> **Work required**
Edit the lines from the one containing "Query: deer's mouth" through the one containing "Mark the region of every instance of the deer's", inclusive, changing "mouth" to "muzzle" and keeping everything else the same.

> **Extracted records**
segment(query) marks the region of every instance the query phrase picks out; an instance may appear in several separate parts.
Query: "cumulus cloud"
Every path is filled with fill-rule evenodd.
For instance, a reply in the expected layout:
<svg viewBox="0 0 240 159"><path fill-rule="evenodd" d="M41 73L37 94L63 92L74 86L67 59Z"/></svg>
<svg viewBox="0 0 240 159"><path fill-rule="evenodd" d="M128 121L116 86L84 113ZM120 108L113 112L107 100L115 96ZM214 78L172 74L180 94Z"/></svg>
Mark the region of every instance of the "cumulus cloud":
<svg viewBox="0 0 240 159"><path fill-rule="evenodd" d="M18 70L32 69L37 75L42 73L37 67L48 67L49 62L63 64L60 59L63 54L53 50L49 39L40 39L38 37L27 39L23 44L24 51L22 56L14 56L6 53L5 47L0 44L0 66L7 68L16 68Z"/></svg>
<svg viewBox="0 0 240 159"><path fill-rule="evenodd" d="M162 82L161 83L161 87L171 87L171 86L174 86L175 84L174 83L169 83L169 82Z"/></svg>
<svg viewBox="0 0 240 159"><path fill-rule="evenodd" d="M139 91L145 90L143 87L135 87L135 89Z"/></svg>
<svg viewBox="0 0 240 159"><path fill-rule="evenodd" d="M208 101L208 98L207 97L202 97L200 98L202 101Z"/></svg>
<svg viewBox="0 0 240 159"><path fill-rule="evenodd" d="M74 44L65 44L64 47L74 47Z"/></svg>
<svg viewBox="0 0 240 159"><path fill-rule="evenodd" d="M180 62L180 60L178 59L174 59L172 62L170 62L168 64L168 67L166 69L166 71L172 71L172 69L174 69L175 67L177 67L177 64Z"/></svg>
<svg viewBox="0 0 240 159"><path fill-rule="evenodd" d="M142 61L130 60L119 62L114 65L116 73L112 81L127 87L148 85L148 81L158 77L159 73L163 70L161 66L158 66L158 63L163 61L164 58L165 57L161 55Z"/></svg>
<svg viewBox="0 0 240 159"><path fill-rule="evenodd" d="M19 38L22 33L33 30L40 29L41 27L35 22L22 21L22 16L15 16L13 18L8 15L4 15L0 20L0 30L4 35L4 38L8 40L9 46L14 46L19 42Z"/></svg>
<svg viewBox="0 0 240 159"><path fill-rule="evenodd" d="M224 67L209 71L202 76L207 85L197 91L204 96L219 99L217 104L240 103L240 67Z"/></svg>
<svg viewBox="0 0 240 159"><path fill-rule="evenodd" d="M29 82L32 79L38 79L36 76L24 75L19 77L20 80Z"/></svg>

---

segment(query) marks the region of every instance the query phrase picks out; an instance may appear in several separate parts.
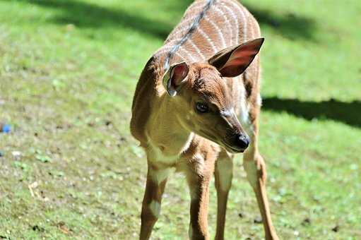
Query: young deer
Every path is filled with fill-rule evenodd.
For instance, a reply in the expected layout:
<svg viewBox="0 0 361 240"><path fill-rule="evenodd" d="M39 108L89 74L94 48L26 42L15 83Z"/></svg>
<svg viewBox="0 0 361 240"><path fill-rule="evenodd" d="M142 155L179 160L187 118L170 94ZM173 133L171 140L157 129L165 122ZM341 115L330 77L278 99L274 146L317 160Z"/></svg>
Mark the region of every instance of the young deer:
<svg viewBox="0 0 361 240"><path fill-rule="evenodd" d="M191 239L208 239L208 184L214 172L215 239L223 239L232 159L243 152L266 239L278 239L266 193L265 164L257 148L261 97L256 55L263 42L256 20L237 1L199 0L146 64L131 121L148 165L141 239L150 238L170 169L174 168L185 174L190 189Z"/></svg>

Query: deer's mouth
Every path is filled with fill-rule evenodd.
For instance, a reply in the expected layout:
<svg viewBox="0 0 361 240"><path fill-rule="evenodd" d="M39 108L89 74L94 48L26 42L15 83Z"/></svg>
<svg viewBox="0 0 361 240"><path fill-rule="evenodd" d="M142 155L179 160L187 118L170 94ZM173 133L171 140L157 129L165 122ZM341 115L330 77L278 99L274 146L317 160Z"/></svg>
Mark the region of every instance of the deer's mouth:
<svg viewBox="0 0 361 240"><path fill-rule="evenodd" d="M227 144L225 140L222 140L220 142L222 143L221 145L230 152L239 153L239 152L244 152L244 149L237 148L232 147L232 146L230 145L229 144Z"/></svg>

> **Solution for this exercise**
Query: deer's muzzle
Every path is filled with fill-rule evenodd.
For instance, a reply in the expected layout:
<svg viewBox="0 0 361 240"><path fill-rule="evenodd" d="M39 108L89 74L94 48L26 42L15 83Z"/></svg>
<svg viewBox="0 0 361 240"><path fill-rule="evenodd" d="M142 155L179 160L187 118L170 94ZM173 133L171 140L157 129L165 122ZM341 115L330 77L278 99L274 146L317 160Z"/></svg>
Mark the region of every instance of the deer's muzzle:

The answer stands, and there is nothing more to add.